- [Study text]

---

Robinhood and OpenAI are at odds over new “stock tokens” indexed to the valuations of OpenAI and SpaceX. OpenAI denounces derivatives with no real rights. Faced with criticism, Vlad Tenev acknowledges their derivative nature and promises a “tokenization revolution” accessible to the general public.
What are Robinhood’s “stock tokens”?
At the end of June, Robinhood introduced tokens for its European customers offering exposure to more than 200 US stocks and ETFs, including privately held companies such as OpenAI and SpaceX, on the Arbitrum blockchain. These instruments are structured through a special purpose vehicle (SPV) owned by Robinhood, which allows the performance of these companies to be replicated without acquiring their shares. This is likely to cause some concern among the companies involved. On July 2, 2025, OpenAI’s official account commented on this via its X account:
These ‘OpenAI tokens’ are not OpenAI shares. (…) We have not authorized their issuance, so please be careful.
Robinhood did not back down. A few hours later, the group’s CEO and co-founder, Vlad Tenev, responded to OpenAI, again on X:
While it is true that these are not technically “shares,” these tokens offer retail investors exposure to these private assets.
The CEO firmly defended his case, going on to assure users that his “stock tokens” are a revolution, “paving the way for a much more ambitious project” and that “since the announcement, many private companies have already contacted [them], wanting to join the tokenization revolution.”
This response was intended to reassure users alerted by OpenAI about possible confusion between derivatives and actual shares.
Robinhood’s stock tokens were unveiled at a crypto event in Cannes at the end of June, and the company has already issued 213 for less than $5 in fees. According to Robinhood, this is proof of the launch’s success. As with ETFs and other derivative instruments, holders have no voting rights or direct access to capital: the tokens simply replicate price movements.
However, Robinhood promises to expand the offering to more than 200 US stocks and private holdings, while Kraken, Bybit and Gate are already pursuing similar projects for investors outside the US.
For Vlad Tenev, what would block the potential democratization of these tokens is less the technology than the regulation: “Why can an individual buy a risky memecoin but not a fraction of OpenAI?” he asked in the Odd Lots podcast. European regulators, under MiCA, and US regulators will still have to decide on the legal classification of these derivative contracts.

---

- [Activity 1] On which blockchain does the article on Robinhood's stock tokens say the tokens were offered?
- [Activity 2] Extract the passage of the article on Robinhood's stock tokens between "However, Robinhood promises" and "these derivative contracts.", inclusive.

[Data entries]

---

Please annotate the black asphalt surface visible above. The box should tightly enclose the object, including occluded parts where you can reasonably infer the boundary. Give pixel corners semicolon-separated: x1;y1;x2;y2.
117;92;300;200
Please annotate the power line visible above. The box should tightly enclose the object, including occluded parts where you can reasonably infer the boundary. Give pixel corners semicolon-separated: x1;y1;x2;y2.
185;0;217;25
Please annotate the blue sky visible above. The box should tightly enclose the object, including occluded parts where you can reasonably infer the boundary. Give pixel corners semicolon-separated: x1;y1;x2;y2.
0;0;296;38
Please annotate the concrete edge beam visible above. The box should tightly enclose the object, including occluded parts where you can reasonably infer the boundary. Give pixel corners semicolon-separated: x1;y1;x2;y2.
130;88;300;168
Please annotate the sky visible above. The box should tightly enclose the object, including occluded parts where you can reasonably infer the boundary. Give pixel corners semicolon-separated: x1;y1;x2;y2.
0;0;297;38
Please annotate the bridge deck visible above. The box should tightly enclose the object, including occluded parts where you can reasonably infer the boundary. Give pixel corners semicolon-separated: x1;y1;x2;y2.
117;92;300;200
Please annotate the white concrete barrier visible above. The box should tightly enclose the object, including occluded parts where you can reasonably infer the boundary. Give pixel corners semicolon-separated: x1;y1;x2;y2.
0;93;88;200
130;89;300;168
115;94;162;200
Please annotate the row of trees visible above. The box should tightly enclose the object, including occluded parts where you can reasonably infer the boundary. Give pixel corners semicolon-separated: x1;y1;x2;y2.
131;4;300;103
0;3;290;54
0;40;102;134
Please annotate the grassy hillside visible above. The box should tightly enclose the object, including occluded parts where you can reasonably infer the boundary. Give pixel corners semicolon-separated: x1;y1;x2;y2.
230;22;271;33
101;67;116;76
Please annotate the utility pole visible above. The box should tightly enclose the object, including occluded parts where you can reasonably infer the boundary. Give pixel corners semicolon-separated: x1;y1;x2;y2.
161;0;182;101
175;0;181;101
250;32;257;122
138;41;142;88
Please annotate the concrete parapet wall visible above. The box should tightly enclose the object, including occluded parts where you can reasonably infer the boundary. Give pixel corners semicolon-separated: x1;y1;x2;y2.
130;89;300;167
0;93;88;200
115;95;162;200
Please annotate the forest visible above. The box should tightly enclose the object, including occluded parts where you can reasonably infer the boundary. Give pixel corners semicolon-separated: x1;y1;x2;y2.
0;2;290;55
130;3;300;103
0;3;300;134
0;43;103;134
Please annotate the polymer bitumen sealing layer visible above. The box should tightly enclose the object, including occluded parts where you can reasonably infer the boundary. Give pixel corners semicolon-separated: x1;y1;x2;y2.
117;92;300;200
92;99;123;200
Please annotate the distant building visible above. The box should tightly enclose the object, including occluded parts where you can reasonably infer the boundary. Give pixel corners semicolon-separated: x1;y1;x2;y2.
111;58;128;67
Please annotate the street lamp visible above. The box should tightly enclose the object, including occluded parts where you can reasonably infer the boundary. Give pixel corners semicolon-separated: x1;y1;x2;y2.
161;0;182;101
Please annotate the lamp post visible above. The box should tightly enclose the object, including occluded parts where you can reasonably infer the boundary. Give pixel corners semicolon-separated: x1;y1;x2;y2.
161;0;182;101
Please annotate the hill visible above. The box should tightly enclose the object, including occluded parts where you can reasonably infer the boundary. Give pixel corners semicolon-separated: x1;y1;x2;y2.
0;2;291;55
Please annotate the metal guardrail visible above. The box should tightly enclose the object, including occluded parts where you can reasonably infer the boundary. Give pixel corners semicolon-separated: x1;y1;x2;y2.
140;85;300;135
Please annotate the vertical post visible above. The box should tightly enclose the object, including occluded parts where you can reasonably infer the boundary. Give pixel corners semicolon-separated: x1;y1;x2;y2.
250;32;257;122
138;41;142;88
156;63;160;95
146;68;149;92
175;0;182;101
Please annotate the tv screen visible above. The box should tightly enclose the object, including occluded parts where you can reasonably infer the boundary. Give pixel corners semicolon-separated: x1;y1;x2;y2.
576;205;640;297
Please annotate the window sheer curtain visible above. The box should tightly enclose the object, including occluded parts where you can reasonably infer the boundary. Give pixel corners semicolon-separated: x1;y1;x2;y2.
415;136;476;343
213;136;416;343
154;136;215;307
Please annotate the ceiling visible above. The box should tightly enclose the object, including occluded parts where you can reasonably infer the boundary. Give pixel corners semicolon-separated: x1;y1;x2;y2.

---

- [Your response 1] Arbitrum

- [Your response 2]
However, Robinhood promises to expand the offering to more than 200 US stocks and private holdings, while Kraken, Bybit and Gate are already pursuing similar projects for investors outside the US.
For Vlad Tenev, what would block the potential democratization of these tokens is less the technology than the regulation: “Why can an individual buy a risky memecoin but not a fraction of OpenAI?” he asked in the Odd Lots podcast. European regulators, under MiCA, and US regulators will still have to decide on the legal classification of these derivative contracts.